UNPUBLISHED
UNITED STATES COURT OF APPEALS
FOR THE FOURTH CIRCUIT
No. 16-4112
UNITED STATES OF AMERICA,
Plaintiff - Appellee,
v.
TONY BERNARD ALEXANDER, a/k/a Sealed Dft #1,
Defendant - Appellant.
Appeal from the United States District Court for the Western
District of North Carolina, at Charlotte. Max O. Cogburn, Jr.,
District Judge. (3:95-cr-00178-MOC-1)
Submitted: August 19, 2016 Decided: September 14, 2016
Before NIEMEYER, TRAXLER, and FLOYD, Circuit Judges.
Affirmed by unpublished per curiam opinion.
Tony Bernard Alexander, Appellant Pro Se. Amy Elizabeth Ray,
Assistant United States Attorney, Asheville, North Carolina, for
Appellee.
Unpublished opinions are not binding precedent in this circuit.
PER CURIAM:
Tony B. Alexander appeals from the district court’s order
revoking his supervised release and imposing an 11-month sentence.
On appeal, Alexander contends that the probation officer presented
false testimony, and that the sentence imposed is unreasonable. *
Finding no error, we affirm.

• • • • •

• What the task requires
Resume the Fourth Circuit opinion on the revocation of Alexander's supervised release, continuing after its final sentence.

• Given material

• • • • •

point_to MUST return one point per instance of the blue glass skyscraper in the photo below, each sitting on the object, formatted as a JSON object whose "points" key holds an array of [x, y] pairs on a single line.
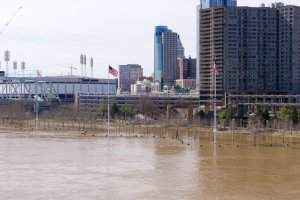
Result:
{"points": [[215, 3], [167, 48]]}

• • • • •

• Task output
To revoke supervised release, a district court need only find
a violation of supervised release by a preponderance of the
evidence. 18 U.S.C. § 3583(e)(3) (2012). This standard “simply
requires the trier of fact to believe that the existence of a fact
is more probable than its nonexistence.” United States v. Manigan,
592 F.3d 621, 631 (4th Cir. 2010) (citation and internal quotation
marks omitted). Here, the district court heard the evidence
presented by the probation officer and heard Alexander’s argument
that the officer’s testimony was false. We conclude that the
district court’s finding of a violation is supported by the
evidence and there is no clear error in the court’s credibility
determination. See United States v. Hall, 664 F.3d 456, 462 (4th
Cir. 2012) (providing that great deference is given to trial
court’s credibility determinations). We find no abuse of
discretion by the district court in revoking Alexander’s
*We grant Alexander’s motions to supplement his informal
brief and have considered the arguments raised therein.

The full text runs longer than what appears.